В перестроечные годы тот давний эпизод даже дал критикам повод окрестить живописца чуть ли не фашистским тоталитарным художником. «Параллели с фашистским искусством у Дейнеки более очевидны, чем у любого другого художника, если не считать ряда скульптурных работ Манизера», – писала искусствовед Марина Гуляева. «Герой Дейнеки определяем как “истинный ариец”», – утверждала она, видимо, знакомая с фашистским искусством исключительно по фильму «Семнадцать мгновений весны». «Неукротимые защитники Севастополя могут показаться идеальным воплощением арийского духа», – вторил ей другой искусствовед, Андрей Ковалев, добавляя, что Дейнека «вполне мог украсить собой ряды художников Третьего рейха или муссолиниевской Италии». Правда, он тут же оговаривался: «Масштаб таланта просто несопоставим: идеальные фигуры физкультурников в исполнении Дейнеки выглядят гораздо более “римскими”, нежели всё искусство фашистской Италии, вместе взятое». В отличие от «классиков Третьего рейха» Лени Рифеншталь и Арно Брекера, говорит наш критик, Дейнека «нашел почти абсолютную форму соотношения личностного и коллективного, общего и частного».

В наши дни, когда на русском языке изданы монографии, посвященные искусству Третьего рейха и муссолиниевской Италии, когда мною защищена диссертация, подробно разбирающая творчество любимого скульптора Гитлера Арно Брекера, становится очевидно, что при всех своих достоинствах мастера тоталитарного искусства, официальные художники нацистской Германии, значительно уступали Александру Дейнеке по многим позициям. Ни один из немцев не мог тягаться с ним в масштабности, разносторонности, способности к новаторству. Никто не мог быть живописцем, монументалистом, графиком и скульптором одновременно, демонстрируя талант истинного «человека Возрождения». Нельзя не согласиться с искусствоведом Михаилом Лазаревым, назвавшим Дейнеку «художником универсального дарования», «уникальной фигурой русской художественной культуры ХХ столетия, активным участником ее драматических коллизий».

+ + + +

Вопросы и задания
1) Кого текст для чтения называет любимым скульптором Гитлера?
2) Определите, согласуются ли с текстом для чтения следующие утверждения: (a) Марина Гуляева — искусствовед; (b) Андрей Ковалев считал масштаб таланта Дейнеки сопоставимым с искусством фашистской Италии; (c) Михаил Лазарев назвал Дейнеку художником универсального дарования.

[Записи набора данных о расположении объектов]
+ + + +

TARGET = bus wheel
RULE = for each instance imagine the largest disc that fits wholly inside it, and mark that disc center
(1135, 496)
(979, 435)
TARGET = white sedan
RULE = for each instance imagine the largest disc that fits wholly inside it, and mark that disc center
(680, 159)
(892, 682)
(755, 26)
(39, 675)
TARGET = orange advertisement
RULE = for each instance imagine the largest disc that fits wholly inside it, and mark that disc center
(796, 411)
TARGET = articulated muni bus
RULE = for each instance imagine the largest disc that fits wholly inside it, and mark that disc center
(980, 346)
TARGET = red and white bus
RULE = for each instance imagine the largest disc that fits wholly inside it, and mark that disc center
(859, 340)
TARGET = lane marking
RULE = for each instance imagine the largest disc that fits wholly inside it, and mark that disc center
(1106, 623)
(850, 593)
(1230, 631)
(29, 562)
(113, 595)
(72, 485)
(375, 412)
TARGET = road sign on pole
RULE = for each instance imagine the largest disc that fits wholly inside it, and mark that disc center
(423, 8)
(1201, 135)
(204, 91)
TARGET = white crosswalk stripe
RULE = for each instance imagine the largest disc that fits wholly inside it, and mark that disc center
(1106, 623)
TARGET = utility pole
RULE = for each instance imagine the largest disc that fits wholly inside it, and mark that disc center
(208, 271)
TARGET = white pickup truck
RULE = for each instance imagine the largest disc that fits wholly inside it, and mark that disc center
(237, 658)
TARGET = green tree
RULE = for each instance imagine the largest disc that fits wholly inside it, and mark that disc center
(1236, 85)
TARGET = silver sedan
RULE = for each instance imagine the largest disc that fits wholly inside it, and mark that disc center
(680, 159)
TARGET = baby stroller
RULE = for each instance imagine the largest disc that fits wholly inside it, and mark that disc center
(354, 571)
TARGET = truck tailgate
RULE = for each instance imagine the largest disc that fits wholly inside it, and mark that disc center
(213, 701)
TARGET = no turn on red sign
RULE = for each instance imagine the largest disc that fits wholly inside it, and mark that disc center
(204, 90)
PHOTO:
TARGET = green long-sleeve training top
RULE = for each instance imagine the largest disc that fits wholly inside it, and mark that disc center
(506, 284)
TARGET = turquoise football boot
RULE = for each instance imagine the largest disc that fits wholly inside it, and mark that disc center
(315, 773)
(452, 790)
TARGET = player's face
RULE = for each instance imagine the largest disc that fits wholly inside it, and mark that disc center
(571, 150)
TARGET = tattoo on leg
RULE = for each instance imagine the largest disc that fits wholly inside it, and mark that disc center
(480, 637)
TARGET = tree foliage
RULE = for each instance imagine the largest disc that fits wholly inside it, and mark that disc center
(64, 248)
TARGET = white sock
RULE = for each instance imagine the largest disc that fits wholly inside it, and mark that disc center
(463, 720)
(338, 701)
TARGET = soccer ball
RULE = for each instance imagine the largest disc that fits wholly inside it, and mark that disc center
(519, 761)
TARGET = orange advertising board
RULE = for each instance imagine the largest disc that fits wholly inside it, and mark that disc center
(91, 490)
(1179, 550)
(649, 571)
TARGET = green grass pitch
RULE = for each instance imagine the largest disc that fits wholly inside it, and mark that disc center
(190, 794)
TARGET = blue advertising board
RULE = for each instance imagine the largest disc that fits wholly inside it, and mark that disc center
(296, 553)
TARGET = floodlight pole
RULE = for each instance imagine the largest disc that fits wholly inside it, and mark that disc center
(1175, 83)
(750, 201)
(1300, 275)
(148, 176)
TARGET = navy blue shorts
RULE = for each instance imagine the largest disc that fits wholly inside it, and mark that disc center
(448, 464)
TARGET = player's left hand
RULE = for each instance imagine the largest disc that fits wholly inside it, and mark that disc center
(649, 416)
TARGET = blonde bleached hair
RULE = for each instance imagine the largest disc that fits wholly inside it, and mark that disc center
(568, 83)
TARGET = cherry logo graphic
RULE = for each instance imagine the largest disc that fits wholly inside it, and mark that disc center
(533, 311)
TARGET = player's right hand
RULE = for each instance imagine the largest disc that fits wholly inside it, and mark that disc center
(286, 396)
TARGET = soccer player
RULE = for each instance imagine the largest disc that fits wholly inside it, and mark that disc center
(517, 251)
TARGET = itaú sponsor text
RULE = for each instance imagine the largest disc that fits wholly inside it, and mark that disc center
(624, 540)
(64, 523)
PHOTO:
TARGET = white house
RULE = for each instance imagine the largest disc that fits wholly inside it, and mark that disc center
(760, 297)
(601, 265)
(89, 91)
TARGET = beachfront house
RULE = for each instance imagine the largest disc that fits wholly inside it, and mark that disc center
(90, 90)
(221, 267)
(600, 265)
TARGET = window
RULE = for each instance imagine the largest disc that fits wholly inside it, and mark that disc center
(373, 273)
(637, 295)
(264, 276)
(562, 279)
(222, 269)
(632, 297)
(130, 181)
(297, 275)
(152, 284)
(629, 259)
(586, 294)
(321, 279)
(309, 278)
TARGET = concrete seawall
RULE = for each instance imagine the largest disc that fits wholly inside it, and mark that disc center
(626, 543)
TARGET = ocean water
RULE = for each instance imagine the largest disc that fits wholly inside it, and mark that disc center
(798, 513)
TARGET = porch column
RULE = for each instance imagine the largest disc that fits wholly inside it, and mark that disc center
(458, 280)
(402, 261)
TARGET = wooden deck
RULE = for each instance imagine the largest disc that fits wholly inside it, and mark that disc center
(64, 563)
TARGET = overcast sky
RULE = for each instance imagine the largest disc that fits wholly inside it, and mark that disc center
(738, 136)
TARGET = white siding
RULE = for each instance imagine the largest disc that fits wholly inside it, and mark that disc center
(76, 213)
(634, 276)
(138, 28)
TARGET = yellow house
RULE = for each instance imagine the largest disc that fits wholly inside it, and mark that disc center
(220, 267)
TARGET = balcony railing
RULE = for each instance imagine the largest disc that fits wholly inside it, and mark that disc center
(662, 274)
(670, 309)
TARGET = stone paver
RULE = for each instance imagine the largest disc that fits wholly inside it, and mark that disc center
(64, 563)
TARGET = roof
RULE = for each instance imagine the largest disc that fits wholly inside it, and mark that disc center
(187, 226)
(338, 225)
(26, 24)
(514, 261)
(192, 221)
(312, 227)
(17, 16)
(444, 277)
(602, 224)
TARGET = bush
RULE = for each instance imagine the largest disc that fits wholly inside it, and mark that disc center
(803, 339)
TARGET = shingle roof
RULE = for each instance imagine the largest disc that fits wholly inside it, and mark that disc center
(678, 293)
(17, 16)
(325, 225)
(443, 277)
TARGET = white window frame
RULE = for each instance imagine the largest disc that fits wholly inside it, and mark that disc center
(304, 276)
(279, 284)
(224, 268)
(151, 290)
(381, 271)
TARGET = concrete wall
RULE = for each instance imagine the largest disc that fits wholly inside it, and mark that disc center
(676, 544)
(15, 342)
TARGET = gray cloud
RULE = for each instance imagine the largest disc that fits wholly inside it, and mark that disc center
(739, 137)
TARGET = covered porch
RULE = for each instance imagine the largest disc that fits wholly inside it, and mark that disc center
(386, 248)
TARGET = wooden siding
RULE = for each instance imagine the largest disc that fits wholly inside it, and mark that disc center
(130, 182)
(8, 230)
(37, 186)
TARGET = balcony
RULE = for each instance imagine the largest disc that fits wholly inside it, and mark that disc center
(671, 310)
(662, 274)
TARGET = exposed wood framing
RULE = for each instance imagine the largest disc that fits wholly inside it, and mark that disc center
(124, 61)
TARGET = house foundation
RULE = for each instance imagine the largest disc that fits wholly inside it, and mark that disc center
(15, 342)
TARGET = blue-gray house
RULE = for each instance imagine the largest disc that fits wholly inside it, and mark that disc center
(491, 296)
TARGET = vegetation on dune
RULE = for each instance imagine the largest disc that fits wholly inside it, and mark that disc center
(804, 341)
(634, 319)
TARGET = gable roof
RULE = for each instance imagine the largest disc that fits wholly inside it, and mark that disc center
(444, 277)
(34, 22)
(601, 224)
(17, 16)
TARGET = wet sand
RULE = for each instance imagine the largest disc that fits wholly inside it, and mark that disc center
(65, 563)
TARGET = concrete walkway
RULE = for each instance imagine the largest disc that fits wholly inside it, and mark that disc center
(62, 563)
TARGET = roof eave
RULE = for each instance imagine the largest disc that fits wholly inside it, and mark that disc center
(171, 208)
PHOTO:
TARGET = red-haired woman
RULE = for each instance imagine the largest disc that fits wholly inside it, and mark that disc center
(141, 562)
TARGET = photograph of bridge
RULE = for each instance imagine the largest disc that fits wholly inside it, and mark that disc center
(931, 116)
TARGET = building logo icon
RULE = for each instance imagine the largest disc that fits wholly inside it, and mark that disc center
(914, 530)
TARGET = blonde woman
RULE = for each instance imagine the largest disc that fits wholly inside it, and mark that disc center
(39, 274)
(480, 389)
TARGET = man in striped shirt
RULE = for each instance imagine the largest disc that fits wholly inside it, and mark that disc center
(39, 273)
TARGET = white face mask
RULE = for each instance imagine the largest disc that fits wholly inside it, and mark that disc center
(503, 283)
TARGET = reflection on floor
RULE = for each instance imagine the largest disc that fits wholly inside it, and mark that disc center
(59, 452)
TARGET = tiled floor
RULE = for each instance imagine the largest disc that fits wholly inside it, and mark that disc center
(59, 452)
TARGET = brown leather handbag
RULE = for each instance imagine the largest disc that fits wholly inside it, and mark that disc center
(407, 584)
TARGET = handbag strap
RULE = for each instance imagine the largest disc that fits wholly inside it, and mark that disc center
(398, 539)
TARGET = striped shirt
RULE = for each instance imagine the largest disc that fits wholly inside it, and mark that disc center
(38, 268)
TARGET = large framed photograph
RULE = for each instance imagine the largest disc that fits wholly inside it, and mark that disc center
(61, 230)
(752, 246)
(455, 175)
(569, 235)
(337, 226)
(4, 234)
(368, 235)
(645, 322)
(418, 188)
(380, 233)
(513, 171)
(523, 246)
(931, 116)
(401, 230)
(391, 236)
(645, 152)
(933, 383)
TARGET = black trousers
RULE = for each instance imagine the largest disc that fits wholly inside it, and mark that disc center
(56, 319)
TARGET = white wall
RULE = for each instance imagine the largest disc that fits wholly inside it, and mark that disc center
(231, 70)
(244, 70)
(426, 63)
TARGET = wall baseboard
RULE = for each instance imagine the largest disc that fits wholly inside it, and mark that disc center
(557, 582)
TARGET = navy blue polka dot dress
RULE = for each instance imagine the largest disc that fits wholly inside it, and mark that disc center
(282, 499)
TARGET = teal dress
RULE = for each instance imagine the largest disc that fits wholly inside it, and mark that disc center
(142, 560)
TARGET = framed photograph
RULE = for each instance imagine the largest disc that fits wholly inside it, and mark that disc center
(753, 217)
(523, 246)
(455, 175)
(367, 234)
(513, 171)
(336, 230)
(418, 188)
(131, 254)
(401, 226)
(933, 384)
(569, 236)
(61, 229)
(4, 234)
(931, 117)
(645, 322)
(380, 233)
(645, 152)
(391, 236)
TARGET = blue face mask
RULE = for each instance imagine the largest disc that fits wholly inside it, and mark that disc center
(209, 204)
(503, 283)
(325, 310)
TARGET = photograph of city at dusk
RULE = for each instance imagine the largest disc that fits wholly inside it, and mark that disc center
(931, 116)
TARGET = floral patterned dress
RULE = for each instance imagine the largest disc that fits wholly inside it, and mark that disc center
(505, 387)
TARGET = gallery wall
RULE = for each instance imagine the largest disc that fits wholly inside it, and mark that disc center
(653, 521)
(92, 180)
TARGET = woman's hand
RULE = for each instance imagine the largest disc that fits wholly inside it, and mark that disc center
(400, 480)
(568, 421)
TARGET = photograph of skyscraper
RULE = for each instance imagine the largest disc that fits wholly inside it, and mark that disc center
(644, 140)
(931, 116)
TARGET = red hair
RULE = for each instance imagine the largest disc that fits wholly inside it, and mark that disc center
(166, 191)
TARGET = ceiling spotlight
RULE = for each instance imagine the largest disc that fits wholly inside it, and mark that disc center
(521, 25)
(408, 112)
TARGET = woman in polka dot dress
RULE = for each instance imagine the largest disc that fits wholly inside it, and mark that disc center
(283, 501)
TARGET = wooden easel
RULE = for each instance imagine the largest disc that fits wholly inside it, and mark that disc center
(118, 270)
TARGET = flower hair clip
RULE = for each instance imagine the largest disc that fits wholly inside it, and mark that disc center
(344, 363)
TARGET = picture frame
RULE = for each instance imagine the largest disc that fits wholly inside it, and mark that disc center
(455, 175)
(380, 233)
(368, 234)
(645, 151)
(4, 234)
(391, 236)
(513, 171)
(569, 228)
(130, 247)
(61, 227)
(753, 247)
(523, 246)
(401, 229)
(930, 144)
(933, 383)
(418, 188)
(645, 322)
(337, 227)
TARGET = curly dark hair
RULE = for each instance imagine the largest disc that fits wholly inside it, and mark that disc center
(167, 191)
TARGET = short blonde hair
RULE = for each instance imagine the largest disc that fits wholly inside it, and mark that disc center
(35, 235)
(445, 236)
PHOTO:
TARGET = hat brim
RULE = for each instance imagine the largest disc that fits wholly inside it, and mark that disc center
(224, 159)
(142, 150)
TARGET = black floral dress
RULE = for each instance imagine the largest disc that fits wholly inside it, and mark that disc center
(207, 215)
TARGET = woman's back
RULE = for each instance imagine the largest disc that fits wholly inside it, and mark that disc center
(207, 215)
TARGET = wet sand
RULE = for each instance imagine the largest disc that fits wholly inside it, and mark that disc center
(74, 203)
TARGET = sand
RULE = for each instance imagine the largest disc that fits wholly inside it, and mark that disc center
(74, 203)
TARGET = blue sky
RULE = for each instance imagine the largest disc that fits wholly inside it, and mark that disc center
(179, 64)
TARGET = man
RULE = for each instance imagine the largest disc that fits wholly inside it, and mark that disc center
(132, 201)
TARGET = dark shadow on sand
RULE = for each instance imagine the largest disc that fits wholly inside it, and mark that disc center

+ + + +

Ответы
1) Арно Брекера.

2)
(a) Да: «писала искусствовед Марина Гуляева».
(b) Нет: «Масштаб таланта просто несопоставим».
(c) Да: «назвавшим Дейнеку „художником универсального дарования“».